• [Task to complete]:
Retype, without alteration, each line from the line containing "For practice, label the curved" to the final line of the records.

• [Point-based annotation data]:
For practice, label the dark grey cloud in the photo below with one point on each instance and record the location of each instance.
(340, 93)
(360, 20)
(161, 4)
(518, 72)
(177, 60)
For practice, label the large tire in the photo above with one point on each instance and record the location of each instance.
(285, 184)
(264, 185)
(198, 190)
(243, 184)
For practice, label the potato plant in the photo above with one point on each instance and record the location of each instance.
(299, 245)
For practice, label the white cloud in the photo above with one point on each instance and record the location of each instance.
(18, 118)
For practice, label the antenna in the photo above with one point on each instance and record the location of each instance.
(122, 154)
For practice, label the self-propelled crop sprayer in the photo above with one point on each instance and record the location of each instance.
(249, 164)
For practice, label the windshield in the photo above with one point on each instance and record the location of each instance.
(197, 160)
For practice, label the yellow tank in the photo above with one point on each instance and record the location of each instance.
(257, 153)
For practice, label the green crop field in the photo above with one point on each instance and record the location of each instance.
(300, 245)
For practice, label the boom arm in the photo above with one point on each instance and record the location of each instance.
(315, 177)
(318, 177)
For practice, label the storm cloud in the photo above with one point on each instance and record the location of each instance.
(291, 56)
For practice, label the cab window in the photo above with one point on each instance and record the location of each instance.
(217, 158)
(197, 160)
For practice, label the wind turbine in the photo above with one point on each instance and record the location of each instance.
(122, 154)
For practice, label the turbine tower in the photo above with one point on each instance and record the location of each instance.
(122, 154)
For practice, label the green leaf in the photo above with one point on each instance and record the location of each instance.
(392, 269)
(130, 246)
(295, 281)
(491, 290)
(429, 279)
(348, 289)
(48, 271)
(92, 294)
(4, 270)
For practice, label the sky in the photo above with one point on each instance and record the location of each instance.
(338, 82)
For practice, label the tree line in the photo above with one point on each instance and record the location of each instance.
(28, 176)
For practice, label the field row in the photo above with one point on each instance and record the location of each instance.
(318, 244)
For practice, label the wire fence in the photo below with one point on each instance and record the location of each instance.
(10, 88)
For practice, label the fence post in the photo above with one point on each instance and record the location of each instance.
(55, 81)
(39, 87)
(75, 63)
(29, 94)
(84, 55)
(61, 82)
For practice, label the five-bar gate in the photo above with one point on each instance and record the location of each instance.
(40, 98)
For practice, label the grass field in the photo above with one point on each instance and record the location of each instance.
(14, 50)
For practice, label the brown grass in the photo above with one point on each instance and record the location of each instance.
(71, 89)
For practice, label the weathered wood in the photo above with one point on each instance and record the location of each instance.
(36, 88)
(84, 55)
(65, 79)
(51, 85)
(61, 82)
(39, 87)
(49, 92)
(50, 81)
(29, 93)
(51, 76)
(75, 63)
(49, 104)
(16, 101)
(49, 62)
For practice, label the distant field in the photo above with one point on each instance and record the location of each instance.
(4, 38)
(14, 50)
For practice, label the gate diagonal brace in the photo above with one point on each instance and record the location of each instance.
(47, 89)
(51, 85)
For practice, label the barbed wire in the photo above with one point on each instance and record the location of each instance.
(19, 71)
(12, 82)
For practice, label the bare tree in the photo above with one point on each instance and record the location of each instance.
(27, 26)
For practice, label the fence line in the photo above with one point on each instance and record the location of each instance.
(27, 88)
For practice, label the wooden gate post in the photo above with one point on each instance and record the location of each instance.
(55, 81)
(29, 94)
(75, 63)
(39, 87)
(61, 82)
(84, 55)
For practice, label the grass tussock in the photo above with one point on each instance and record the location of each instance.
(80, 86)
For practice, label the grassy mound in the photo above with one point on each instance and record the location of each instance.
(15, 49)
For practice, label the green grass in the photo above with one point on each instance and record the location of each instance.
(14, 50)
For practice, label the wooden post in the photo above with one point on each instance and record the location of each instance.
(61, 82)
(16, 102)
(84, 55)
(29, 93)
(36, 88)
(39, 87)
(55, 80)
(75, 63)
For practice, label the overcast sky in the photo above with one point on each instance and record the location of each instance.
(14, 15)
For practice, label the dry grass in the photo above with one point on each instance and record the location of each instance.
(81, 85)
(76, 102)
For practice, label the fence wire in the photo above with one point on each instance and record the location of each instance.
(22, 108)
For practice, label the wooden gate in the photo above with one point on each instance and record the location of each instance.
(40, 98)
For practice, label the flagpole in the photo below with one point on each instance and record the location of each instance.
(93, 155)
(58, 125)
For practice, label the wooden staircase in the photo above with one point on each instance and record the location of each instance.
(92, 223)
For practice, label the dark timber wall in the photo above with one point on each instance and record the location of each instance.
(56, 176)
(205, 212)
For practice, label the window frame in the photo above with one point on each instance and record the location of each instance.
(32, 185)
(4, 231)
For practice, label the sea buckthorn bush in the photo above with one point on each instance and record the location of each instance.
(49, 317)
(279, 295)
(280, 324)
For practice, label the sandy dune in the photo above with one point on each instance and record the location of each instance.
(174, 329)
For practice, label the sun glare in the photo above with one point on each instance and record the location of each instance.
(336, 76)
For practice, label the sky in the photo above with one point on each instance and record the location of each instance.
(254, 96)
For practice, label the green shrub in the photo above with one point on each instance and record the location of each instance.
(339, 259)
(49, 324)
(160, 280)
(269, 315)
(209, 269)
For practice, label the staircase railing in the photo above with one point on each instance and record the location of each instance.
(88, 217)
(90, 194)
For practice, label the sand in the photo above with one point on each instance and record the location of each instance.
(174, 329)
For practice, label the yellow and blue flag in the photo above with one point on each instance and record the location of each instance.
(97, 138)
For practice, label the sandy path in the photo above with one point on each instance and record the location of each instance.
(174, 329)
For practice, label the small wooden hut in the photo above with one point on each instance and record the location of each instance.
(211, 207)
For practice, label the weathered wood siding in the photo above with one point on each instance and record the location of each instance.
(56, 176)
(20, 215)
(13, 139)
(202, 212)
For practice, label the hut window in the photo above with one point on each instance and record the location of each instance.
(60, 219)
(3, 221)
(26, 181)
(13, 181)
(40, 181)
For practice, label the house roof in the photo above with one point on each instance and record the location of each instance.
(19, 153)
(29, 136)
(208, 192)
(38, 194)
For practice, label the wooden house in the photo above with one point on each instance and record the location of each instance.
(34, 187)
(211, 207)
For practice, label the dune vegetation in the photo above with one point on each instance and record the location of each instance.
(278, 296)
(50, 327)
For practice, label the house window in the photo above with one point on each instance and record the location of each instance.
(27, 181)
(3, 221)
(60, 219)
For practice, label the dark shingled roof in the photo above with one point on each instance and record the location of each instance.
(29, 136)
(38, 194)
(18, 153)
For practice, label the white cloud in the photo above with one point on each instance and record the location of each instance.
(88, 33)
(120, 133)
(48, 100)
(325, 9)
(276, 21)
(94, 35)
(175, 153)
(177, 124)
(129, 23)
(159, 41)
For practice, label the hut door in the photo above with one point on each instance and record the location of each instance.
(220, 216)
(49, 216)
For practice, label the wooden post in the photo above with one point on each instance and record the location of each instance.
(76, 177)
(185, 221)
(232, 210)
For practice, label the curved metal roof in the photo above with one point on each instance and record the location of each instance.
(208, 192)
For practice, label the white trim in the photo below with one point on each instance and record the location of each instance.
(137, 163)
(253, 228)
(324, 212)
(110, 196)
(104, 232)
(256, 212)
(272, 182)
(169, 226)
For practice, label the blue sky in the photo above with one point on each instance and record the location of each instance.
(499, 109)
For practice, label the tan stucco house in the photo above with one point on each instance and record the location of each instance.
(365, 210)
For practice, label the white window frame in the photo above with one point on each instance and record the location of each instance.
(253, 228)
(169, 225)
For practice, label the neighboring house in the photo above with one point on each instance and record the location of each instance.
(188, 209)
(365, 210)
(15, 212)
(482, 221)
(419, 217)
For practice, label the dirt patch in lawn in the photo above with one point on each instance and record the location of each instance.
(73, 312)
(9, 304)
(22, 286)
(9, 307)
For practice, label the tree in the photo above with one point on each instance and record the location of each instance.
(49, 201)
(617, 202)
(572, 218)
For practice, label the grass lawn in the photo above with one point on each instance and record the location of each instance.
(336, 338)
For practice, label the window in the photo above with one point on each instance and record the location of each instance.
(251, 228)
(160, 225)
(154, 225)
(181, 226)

• [Response to this exercise]:
For practice, label the curved metal roof in the photo above with one point on each instance and record the location of each instance.
(208, 192)
For practice, label the white trim in the photo below with one point on each instance and record the location of each instance.
(137, 163)
(253, 228)
(324, 212)
(110, 196)
(104, 232)
(256, 212)
(272, 182)
(169, 226)
For practice, label the blue sky in the photo above with one point on each instance and record the location of each instance.
(499, 109)
For practice, label the tan stucco house in the photo above with one point on each instance and record the location of each instance.
(365, 210)
For practice, label the white window frame in the photo above with one point on each instance and record the location of each instance.
(253, 228)
(169, 225)
For practice, label the neighboring house in the photo above with one point on each instance and record the location of each instance.
(188, 209)
(365, 210)
(15, 212)
(482, 221)
(419, 217)
For practice, label the dirt patch in lawn in the photo above with one point on each instance and record the location of each instance.
(73, 312)
(9, 304)
(22, 286)
(9, 307)
For practice, label the tree in the photo above with one point on each instance and record the location of each instance.
(49, 201)
(617, 202)
(572, 218)
For practice, label the grass lawn in the photo above with one point on each instance and record the location of each instance.
(336, 338)
For practice, label the window in the photo above with one point on each instance and record the location of each instance.
(251, 228)
(160, 225)
(154, 225)
(181, 226)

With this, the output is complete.